● **What the task requires**
Revise everything from the line containing "Q: For the sunglasses" down to the end of the material below, replacing "red stripe" with "red band" and leaving all else unchanged.

● **Records supplied**
#####

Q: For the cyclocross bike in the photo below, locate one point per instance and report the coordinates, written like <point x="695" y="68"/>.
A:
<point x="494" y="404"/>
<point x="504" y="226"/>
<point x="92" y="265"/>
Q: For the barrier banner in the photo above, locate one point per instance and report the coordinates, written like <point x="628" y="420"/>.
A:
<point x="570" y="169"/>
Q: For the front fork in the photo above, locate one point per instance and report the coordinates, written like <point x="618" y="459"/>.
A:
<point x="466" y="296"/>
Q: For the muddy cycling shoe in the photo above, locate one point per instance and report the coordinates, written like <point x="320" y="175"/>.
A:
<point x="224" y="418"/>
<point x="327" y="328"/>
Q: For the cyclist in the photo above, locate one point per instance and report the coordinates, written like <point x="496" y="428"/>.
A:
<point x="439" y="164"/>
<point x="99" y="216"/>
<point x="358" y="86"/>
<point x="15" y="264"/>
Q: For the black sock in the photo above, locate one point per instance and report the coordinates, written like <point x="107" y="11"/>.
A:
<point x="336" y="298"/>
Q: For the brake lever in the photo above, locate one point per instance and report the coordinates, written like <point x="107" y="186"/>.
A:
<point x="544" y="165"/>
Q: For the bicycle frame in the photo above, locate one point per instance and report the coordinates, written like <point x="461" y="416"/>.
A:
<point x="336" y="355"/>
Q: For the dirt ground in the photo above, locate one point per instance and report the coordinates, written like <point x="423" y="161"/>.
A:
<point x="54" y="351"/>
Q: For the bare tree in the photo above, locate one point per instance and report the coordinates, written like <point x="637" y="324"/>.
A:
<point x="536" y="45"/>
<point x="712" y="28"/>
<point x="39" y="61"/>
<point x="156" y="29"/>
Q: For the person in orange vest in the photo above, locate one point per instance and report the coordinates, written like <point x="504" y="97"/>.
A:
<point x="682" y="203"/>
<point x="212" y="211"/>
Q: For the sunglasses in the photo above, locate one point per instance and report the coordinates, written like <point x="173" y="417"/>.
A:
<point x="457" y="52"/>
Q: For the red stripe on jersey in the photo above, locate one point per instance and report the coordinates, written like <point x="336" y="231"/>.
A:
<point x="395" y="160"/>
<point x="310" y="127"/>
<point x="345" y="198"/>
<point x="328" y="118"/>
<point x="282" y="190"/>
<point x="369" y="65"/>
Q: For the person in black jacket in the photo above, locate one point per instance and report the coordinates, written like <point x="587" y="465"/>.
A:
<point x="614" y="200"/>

#####

● **Exercise answer**
Q: For the sunglasses in the photo above, locate one point per instance and report the coordinates, written like <point x="173" y="417"/>.
A:
<point x="457" y="52"/>
Q: For the red band on jersey in the photo above, locate one point per instance and report the coordinates, written like <point x="336" y="231"/>.
A:
<point x="395" y="160"/>
<point x="310" y="127"/>
<point x="345" y="198"/>
<point x="328" y="118"/>
<point x="282" y="190"/>
<point x="369" y="65"/>
Q: For the person in black jacket in the photo above, locate one point per instance and report the coordinates, written like <point x="587" y="465"/>.
A:
<point x="614" y="200"/>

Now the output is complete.